> Exercise aim
After dropping the pictures, give again exactly the lines of the data from its first line through the line with "backpack --coords pixels", which is included as well.

> Data records

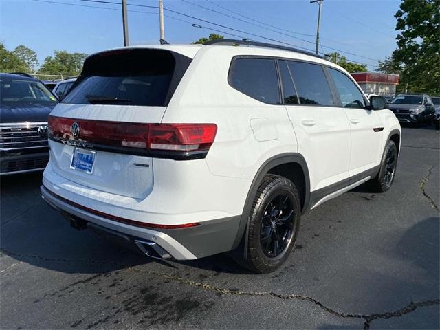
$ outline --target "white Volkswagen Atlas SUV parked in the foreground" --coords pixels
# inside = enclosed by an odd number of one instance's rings
[[[50,114],[41,193],[74,227],[148,256],[233,250],[271,272],[301,214],[360,184],[391,187],[401,130],[385,108],[338,65],[276,45],[98,52]]]

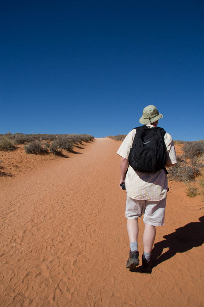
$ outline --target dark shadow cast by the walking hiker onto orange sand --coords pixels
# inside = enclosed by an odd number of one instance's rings
[[[154,244],[151,258],[152,267],[170,259],[176,253],[184,253],[193,247],[201,246],[204,243],[204,216],[199,218],[199,222],[191,222],[183,227],[179,227],[175,232],[163,236],[164,240]],[[168,251],[162,254],[163,249],[168,247]]]

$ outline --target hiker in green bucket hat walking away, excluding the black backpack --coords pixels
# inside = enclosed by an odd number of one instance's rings
[[[163,118],[157,108],[149,105],[144,108],[140,123],[150,127],[156,127],[158,120]],[[154,173],[142,173],[134,171],[129,165],[128,156],[136,134],[136,129],[131,130],[119,147],[117,154],[121,156],[121,178],[119,187],[123,183],[126,186],[127,201],[126,212],[127,232],[130,241],[130,252],[126,268],[134,268],[139,265],[138,252],[138,217],[143,216],[145,229],[143,232],[142,271],[149,272],[151,267],[151,251],[156,235],[155,226],[164,225],[164,214],[167,196],[167,175],[164,169]],[[170,167],[177,163],[176,152],[172,137],[166,133],[164,142],[167,150],[165,166]]]

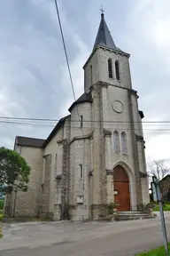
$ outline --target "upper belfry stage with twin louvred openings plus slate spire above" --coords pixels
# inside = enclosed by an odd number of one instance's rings
[[[99,81],[131,89],[129,57],[114,43],[102,12],[93,50],[83,67],[84,91]]]

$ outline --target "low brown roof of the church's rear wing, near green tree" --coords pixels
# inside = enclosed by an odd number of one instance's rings
[[[44,141],[45,140],[42,140],[42,139],[17,136],[15,143],[20,146],[42,148]]]

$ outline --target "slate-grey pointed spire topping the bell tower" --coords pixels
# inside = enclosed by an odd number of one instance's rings
[[[107,24],[104,20],[104,13],[101,14],[101,21],[98,28],[97,38],[93,50],[95,50],[99,45],[110,48],[115,51],[122,52],[118,47],[116,47],[116,44],[114,44],[111,32],[109,31],[109,28],[107,27]]]

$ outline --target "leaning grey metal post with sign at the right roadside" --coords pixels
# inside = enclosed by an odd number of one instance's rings
[[[169,256],[169,250],[168,250],[168,244],[167,244],[167,234],[166,234],[166,221],[165,221],[165,217],[164,217],[159,183],[158,183],[157,177],[155,177],[155,176],[152,177],[152,180],[153,181],[151,182],[151,190],[152,190],[152,194],[153,194],[153,200],[158,202],[166,256]]]

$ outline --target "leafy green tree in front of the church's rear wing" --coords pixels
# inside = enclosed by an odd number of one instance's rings
[[[0,148],[0,192],[27,191],[31,168],[16,151]]]

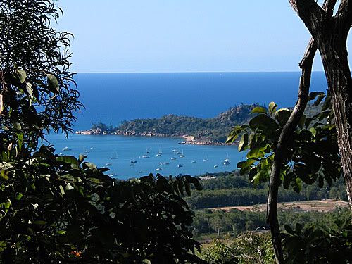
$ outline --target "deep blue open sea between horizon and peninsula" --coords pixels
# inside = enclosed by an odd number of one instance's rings
[[[107,73],[77,74],[86,106],[76,130],[92,122],[158,118],[170,113],[213,118],[240,103],[280,107],[296,102],[300,73]],[[311,90],[325,91],[324,73],[313,73]]]

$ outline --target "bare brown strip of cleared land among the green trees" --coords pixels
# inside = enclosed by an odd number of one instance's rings
[[[297,210],[297,211],[318,211],[318,212],[330,212],[337,208],[348,207],[346,201],[335,201],[335,200],[322,200],[322,201],[294,201],[287,203],[277,203],[277,208],[282,210]],[[227,206],[211,208],[211,210],[253,210],[263,212],[266,210],[266,204],[257,204],[255,206]]]

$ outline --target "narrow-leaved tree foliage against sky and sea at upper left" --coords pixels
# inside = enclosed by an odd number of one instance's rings
[[[50,27],[62,11],[51,0],[0,1],[0,114],[6,146],[36,147],[44,131],[72,131],[82,104],[72,89],[70,37]]]

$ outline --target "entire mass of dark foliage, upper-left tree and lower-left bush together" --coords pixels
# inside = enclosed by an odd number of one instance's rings
[[[118,182],[37,146],[82,107],[71,35],[50,26],[60,14],[54,0],[0,1],[0,262],[201,263],[181,197],[201,189],[194,177]]]

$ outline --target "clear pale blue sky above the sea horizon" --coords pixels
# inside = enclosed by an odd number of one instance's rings
[[[65,15],[56,27],[75,35],[77,73],[296,71],[310,38],[283,0],[57,4]]]

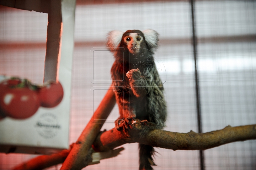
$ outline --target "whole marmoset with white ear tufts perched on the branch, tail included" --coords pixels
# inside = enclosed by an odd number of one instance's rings
[[[164,127],[164,87],[153,57],[158,47],[158,36],[151,29],[108,33],[107,46],[115,58],[111,77],[120,113],[115,121],[118,130],[128,130],[135,118],[149,122],[140,136]],[[153,153],[152,146],[139,143],[139,169],[153,169]]]

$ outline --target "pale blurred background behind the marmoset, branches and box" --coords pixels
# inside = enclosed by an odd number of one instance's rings
[[[73,55],[70,144],[93,113],[90,50],[105,47],[111,30],[154,29],[160,34],[155,59],[165,66],[165,130],[198,132],[196,81],[190,1],[77,0]],[[200,0],[194,3],[202,132],[227,125],[256,124],[256,1]],[[43,83],[46,13],[0,5],[0,74]],[[97,55],[95,72],[110,78],[113,57]],[[106,87],[107,89],[107,87]],[[94,107],[106,91],[94,95]],[[103,129],[112,129],[115,106]],[[126,144],[121,155],[85,169],[138,169],[138,144]],[[199,151],[156,148],[154,169],[200,169]],[[0,153],[0,169],[11,169],[37,155]],[[256,169],[256,141],[235,142],[204,151],[205,169]],[[49,169],[59,169],[61,165]]]

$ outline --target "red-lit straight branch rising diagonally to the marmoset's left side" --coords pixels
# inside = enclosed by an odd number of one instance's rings
[[[61,169],[82,169],[91,162],[92,143],[116,103],[112,87],[71,149]]]

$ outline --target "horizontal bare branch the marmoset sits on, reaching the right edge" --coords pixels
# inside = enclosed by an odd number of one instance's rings
[[[144,137],[139,137],[141,124],[136,123],[128,132],[118,131],[115,128],[104,131],[97,136],[94,148],[107,151],[125,143],[143,143],[153,147],[172,150],[205,150],[226,143],[256,139],[256,124],[246,126],[226,126],[222,130],[216,130],[203,134],[190,131],[177,133],[165,130],[151,130]]]

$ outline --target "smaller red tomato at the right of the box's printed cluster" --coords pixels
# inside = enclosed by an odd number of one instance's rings
[[[64,92],[62,85],[58,82],[42,87],[38,95],[42,107],[52,108],[62,101]]]

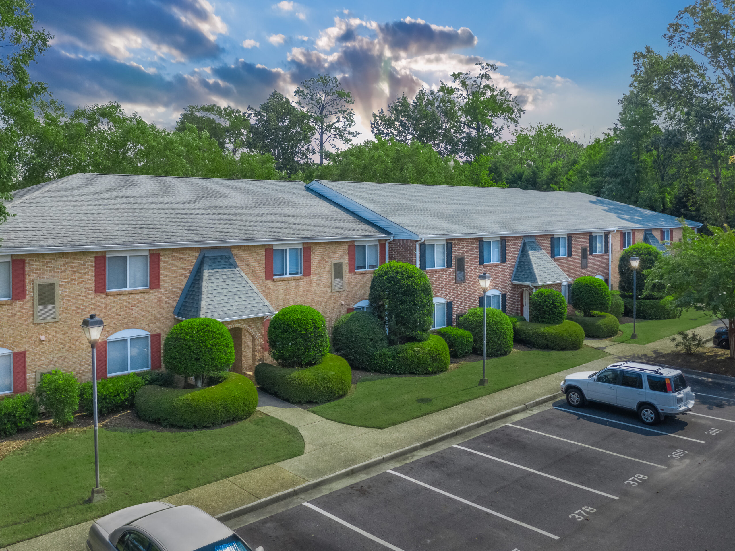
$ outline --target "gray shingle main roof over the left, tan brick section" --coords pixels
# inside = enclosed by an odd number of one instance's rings
[[[8,209],[17,216],[0,225],[0,251],[7,253],[387,234],[301,181],[75,174],[14,192]]]

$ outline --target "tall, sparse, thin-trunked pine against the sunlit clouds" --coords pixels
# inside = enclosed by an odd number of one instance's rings
[[[312,117],[312,125],[316,130],[316,151],[319,153],[319,164],[324,164],[327,148],[337,150],[340,144],[349,144],[357,132],[352,94],[343,90],[340,79],[329,75],[317,75],[306,80],[296,88],[293,95],[296,104]]]

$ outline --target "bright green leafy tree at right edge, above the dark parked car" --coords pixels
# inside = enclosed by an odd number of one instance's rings
[[[672,306],[711,311],[727,320],[730,359],[735,359],[735,231],[716,226],[709,231],[698,234],[684,226],[684,238],[671,244],[672,253],[645,274],[646,290],[663,284]]]

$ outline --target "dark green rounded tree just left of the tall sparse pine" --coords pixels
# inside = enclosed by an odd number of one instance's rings
[[[249,147],[276,159],[276,170],[292,175],[314,154],[315,129],[311,115],[295,107],[282,93],[273,90],[258,109],[248,107],[251,119]]]

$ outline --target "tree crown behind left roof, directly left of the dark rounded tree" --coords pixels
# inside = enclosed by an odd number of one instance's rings
[[[220,107],[217,104],[188,105],[176,121],[176,130],[185,132],[193,124],[199,132],[207,132],[217,140],[223,151],[232,151],[237,156],[245,149],[250,120],[248,115],[235,107]]]

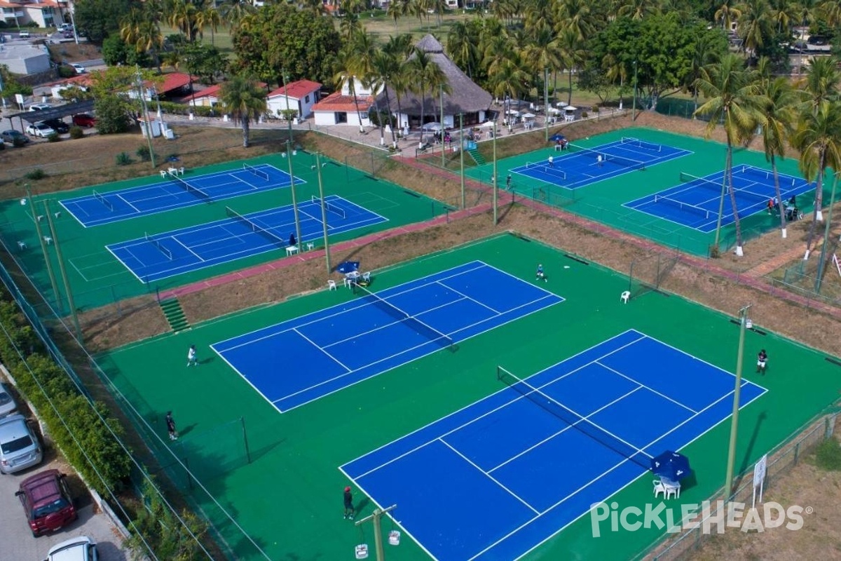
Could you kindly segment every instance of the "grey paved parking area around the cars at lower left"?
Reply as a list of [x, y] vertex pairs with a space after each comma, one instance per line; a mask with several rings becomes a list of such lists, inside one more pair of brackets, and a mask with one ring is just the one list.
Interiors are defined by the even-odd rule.
[[[119, 532], [103, 514], [93, 514], [93, 505], [79, 506], [79, 519], [58, 532], [32, 537], [18, 497], [14, 496], [20, 481], [49, 464], [27, 469], [21, 474], [0, 475], [0, 559], [8, 561], [43, 561], [56, 543], [71, 537], [89, 536], [98, 542], [101, 561], [126, 561], [127, 554], [119, 548]], [[57, 466], [56, 466], [57, 467]]]

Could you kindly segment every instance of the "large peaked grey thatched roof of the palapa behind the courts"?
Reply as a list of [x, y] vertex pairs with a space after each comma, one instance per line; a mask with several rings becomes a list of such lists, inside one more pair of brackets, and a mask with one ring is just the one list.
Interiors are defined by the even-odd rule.
[[[447, 77], [447, 83], [450, 85], [452, 93], [444, 93], [444, 114], [476, 113], [490, 107], [491, 95], [473, 83], [461, 68], [447, 58], [447, 55], [444, 54], [444, 48], [435, 37], [428, 34], [419, 40], [415, 46], [428, 53], [431, 61], [438, 65]], [[414, 56], [414, 54], [410, 56], [410, 59]], [[391, 87], [388, 90], [394, 110], [397, 108], [395, 103], [397, 97]], [[380, 95], [380, 101], [383, 103], [384, 97], [384, 93]], [[439, 103], [439, 93], [427, 93], [424, 114], [430, 116], [439, 114], [441, 111]], [[404, 94], [400, 97], [400, 109], [405, 114], [420, 115], [421, 96], [415, 93]]]

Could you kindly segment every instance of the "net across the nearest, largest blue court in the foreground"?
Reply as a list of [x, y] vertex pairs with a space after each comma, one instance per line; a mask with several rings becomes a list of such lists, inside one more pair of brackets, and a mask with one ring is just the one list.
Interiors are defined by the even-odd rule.
[[564, 421], [569, 426], [584, 435], [599, 442], [602, 446], [610, 448], [613, 452], [619, 454], [623, 458], [631, 460], [642, 468], [651, 468], [651, 454], [643, 452], [630, 442], [627, 442], [620, 437], [617, 437], [611, 431], [596, 425], [587, 417], [583, 417], [574, 410], [569, 409], [566, 405], [562, 405], [557, 400], [549, 397], [543, 393], [541, 389], [537, 389], [532, 384], [525, 380], [518, 378], [515, 374], [510, 373], [501, 366], [496, 367], [496, 378], [506, 384], [509, 388], [514, 389], [527, 400], [532, 401], [536, 405], [540, 405], [544, 410], [555, 415], [561, 421]]

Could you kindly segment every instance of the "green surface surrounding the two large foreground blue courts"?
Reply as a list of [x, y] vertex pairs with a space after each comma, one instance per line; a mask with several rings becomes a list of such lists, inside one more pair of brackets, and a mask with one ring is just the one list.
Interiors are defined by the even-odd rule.
[[[727, 372], [735, 370], [738, 325], [731, 317], [674, 295], [637, 288], [630, 302], [622, 304], [620, 294], [629, 288], [624, 275], [519, 236], [495, 236], [375, 271], [372, 289], [383, 290], [474, 260], [526, 283], [535, 283], [540, 262], [549, 279], [540, 288], [565, 300], [462, 341], [456, 352], [439, 350], [283, 414], [209, 346], [358, 298], [341, 284], [336, 291], [325, 289], [241, 311], [195, 325], [192, 331], [123, 347], [98, 357], [98, 362], [161, 438], [151, 447], [159, 454], [163, 447], [171, 447], [272, 559], [352, 558], [361, 541], [373, 549], [371, 527], [361, 537], [353, 523], [340, 516], [341, 491], [349, 482], [338, 467], [500, 390], [497, 365], [527, 376], [634, 329]], [[737, 313], [733, 310], [733, 315]], [[186, 367], [191, 344], [198, 347], [197, 368]], [[841, 367], [821, 352], [770, 332], [748, 331], [745, 348], [745, 378], [768, 391], [741, 412], [738, 472], [751, 468], [757, 458], [837, 399], [841, 374]], [[764, 377], [754, 373], [753, 358], [760, 348], [770, 357]], [[278, 377], [295, 376], [282, 357], [267, 361], [265, 368]], [[600, 388], [592, 391], [598, 393]], [[163, 423], [167, 410], [173, 411], [181, 432], [174, 444], [167, 440]], [[729, 431], [729, 422], [723, 421], [682, 450], [691, 460], [696, 480], [685, 484], [680, 500], [669, 500], [669, 507], [701, 503], [722, 486]], [[172, 457], [160, 459], [182, 492], [214, 521], [233, 557], [262, 558]], [[651, 480], [643, 475], [611, 500], [620, 508], [644, 508], [653, 500]], [[405, 484], [425, 482], [420, 478]], [[373, 501], [355, 491], [357, 518], [371, 514]], [[430, 494], [428, 500], [434, 505], [436, 496]], [[474, 516], [471, 508], [463, 505], [459, 516]], [[397, 520], [399, 509], [398, 505], [394, 513]], [[680, 509], [675, 514], [680, 519]], [[626, 559], [664, 536], [663, 529], [608, 532], [603, 525], [601, 537], [594, 538], [590, 524], [589, 515], [581, 516], [526, 558]], [[390, 529], [390, 521], [384, 521], [383, 532]], [[406, 535], [399, 556], [393, 546], [386, 547], [389, 558], [428, 558]]]

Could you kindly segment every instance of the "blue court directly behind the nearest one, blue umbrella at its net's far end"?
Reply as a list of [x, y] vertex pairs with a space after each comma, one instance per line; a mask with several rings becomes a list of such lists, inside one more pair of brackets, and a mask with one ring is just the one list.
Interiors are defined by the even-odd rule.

> Result of this exercise
$ outline --target "white Volkswagen Atlas SUV parked in the foreground" --coords pixels
# inside = enclosed by an odd number of one instance's rings
[[[50,114],[41,193],[74,227],[148,256],[233,250],[271,272],[301,214],[360,184],[391,187],[401,130],[385,108],[338,65],[276,45],[98,52]]]

$ outline --target dark shadow cast by the walking hiker onto orange sand --coords pixels
# inside = enclosed by an odd number of one instance's rings
[[[154,244],[151,258],[152,267],[170,259],[176,253],[184,253],[193,247],[201,246],[204,243],[204,216],[199,218],[199,222],[191,222],[183,227],[179,227],[175,232],[163,236],[164,240]],[[168,251],[162,254],[163,249],[168,247]]]

$ outline --target hiker in green bucket hat walking away, excluding the black backpack --coords pixels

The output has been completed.